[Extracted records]
++++++++++++++++++++
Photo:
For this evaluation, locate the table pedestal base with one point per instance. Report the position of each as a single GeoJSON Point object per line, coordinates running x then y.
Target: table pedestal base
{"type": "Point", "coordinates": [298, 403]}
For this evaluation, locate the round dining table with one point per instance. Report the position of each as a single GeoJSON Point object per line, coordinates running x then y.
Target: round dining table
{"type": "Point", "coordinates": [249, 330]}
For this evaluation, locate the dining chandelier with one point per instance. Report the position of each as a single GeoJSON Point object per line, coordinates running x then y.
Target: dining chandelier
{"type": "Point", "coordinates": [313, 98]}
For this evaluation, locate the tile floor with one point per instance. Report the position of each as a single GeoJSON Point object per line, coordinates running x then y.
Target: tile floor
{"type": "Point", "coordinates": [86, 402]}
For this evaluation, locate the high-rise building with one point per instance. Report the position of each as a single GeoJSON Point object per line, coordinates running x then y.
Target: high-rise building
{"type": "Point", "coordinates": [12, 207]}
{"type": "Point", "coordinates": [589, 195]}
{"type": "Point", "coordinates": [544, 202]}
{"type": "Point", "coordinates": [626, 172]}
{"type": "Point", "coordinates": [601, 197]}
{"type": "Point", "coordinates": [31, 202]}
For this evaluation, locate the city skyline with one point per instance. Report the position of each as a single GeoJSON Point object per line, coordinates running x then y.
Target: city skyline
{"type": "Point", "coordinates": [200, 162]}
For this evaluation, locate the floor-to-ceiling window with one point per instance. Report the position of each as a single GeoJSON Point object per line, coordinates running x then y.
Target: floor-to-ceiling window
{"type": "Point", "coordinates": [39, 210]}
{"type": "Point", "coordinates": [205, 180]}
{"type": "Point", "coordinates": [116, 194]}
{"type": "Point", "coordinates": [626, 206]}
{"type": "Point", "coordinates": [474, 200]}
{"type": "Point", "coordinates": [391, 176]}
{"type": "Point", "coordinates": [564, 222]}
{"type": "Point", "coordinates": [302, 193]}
++++++++++++++++++++
SET PROBLEM –
Rewrite the lines starting with the one that contains "For this evaluation, locate the round" and going on through the end of the records, keeping the requests. In the answers, multiply every coordinate by 0.35 and round to the nearest whole number, with halves rounded up.

SOLUTION –
For this evaluation, locate the round dining table with one point per instance. Report the position of each as a single GeoJSON Point object per line, coordinates running x then y.
Target: round dining table
{"type": "Point", "coordinates": [87, 116]}
For this evaluation, locate the dining chandelier with one point per instance. Report the position of each as a single GeoJSON Point object per line, coordinates running x then y.
Target: dining chandelier
{"type": "Point", "coordinates": [110, 34]}
For this evaluation, locate the tile floor with one point per instance. Report the position of each as a single GeoJSON Point object per line, coordinates running x then y.
Target: tile floor
{"type": "Point", "coordinates": [30, 141]}
For this evaluation, locate the high-rise building with one point per instance. Report the position of each as a single GeoJSON Point object per line, coordinates running x then y.
Target: high-rise building
{"type": "Point", "coordinates": [4, 72]}
{"type": "Point", "coordinates": [206, 68]}
{"type": "Point", "coordinates": [190, 71]}
{"type": "Point", "coordinates": [219, 60]}
{"type": "Point", "coordinates": [210, 69]}
{"type": "Point", "coordinates": [11, 71]}
For this evaluation, locate the city skyline with one point per instance. Report the position of each as a single GeoJSON Point object per line, coordinates running x then y.
Target: city skyline
{"type": "Point", "coordinates": [70, 57]}
For this evaluation, locate the floor-to-ceiling window with one point per instance. Report the position of each as a single GeoJSON Point object per line, coordinates running x then y.
Target: floor-to-ceiling window
{"type": "Point", "coordinates": [14, 74]}
{"type": "Point", "coordinates": [72, 63]}
{"type": "Point", "coordinates": [41, 68]}
{"type": "Point", "coordinates": [219, 72]}
{"type": "Point", "coordinates": [166, 70]}
{"type": "Point", "coordinates": [137, 62]}
{"type": "Point", "coordinates": [197, 78]}
{"type": "Point", "coordinates": [106, 68]}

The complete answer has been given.